Prompt
The string "crate" may appear in lines of the entries below. Report how many lines hold it, with only the number.

(Stored data entries)
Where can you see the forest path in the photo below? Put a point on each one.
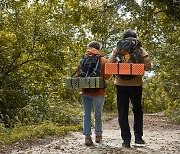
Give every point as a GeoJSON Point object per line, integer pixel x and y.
{"type": "Point", "coordinates": [160, 135]}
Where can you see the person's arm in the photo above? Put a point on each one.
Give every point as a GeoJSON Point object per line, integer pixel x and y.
{"type": "Point", "coordinates": [112, 58]}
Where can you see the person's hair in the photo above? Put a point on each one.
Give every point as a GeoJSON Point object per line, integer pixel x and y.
{"type": "Point", "coordinates": [94, 44]}
{"type": "Point", "coordinates": [129, 33]}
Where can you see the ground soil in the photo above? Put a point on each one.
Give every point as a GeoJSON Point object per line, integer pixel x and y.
{"type": "Point", "coordinates": [160, 135]}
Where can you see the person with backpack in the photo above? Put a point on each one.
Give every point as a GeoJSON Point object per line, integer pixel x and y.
{"type": "Point", "coordinates": [92, 65]}
{"type": "Point", "coordinates": [130, 87]}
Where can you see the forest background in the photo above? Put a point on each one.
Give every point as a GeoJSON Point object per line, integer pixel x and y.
{"type": "Point", "coordinates": [42, 42]}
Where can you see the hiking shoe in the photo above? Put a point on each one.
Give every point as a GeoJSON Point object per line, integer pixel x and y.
{"type": "Point", "coordinates": [139, 141]}
{"type": "Point", "coordinates": [98, 138]}
{"type": "Point", "coordinates": [126, 144]}
{"type": "Point", "coordinates": [88, 141]}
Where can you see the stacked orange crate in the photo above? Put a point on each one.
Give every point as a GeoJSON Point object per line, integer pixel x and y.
{"type": "Point", "coordinates": [124, 68]}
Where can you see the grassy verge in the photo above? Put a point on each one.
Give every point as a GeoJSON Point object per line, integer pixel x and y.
{"type": "Point", "coordinates": [33, 132]}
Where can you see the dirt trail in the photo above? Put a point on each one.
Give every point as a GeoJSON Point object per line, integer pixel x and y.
{"type": "Point", "coordinates": [160, 135]}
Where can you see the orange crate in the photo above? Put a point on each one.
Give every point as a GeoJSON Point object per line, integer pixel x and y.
{"type": "Point", "coordinates": [124, 68]}
{"type": "Point", "coordinates": [111, 68]}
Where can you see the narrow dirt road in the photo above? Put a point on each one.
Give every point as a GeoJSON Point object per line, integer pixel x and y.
{"type": "Point", "coordinates": [160, 135]}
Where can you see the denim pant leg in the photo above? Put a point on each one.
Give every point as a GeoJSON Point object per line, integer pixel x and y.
{"type": "Point", "coordinates": [98, 107]}
{"type": "Point", "coordinates": [123, 108]}
{"type": "Point", "coordinates": [87, 106]}
{"type": "Point", "coordinates": [136, 96]}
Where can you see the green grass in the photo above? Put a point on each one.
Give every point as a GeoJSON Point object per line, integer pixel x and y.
{"type": "Point", "coordinates": [33, 132]}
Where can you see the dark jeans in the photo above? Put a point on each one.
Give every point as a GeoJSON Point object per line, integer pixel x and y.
{"type": "Point", "coordinates": [124, 94]}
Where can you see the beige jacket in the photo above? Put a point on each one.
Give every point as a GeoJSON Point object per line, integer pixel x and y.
{"type": "Point", "coordinates": [137, 80]}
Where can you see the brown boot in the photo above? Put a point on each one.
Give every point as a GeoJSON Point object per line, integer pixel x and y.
{"type": "Point", "coordinates": [88, 140]}
{"type": "Point", "coordinates": [98, 138]}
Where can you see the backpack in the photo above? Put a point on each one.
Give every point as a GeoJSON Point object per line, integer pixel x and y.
{"type": "Point", "coordinates": [90, 66]}
{"type": "Point", "coordinates": [129, 51]}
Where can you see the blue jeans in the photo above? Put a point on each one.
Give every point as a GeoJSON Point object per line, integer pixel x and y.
{"type": "Point", "coordinates": [88, 103]}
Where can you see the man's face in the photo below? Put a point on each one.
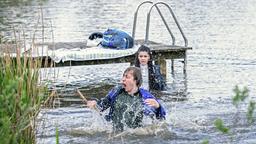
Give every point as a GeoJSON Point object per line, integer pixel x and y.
{"type": "Point", "coordinates": [128, 81]}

Solution to the exercise
2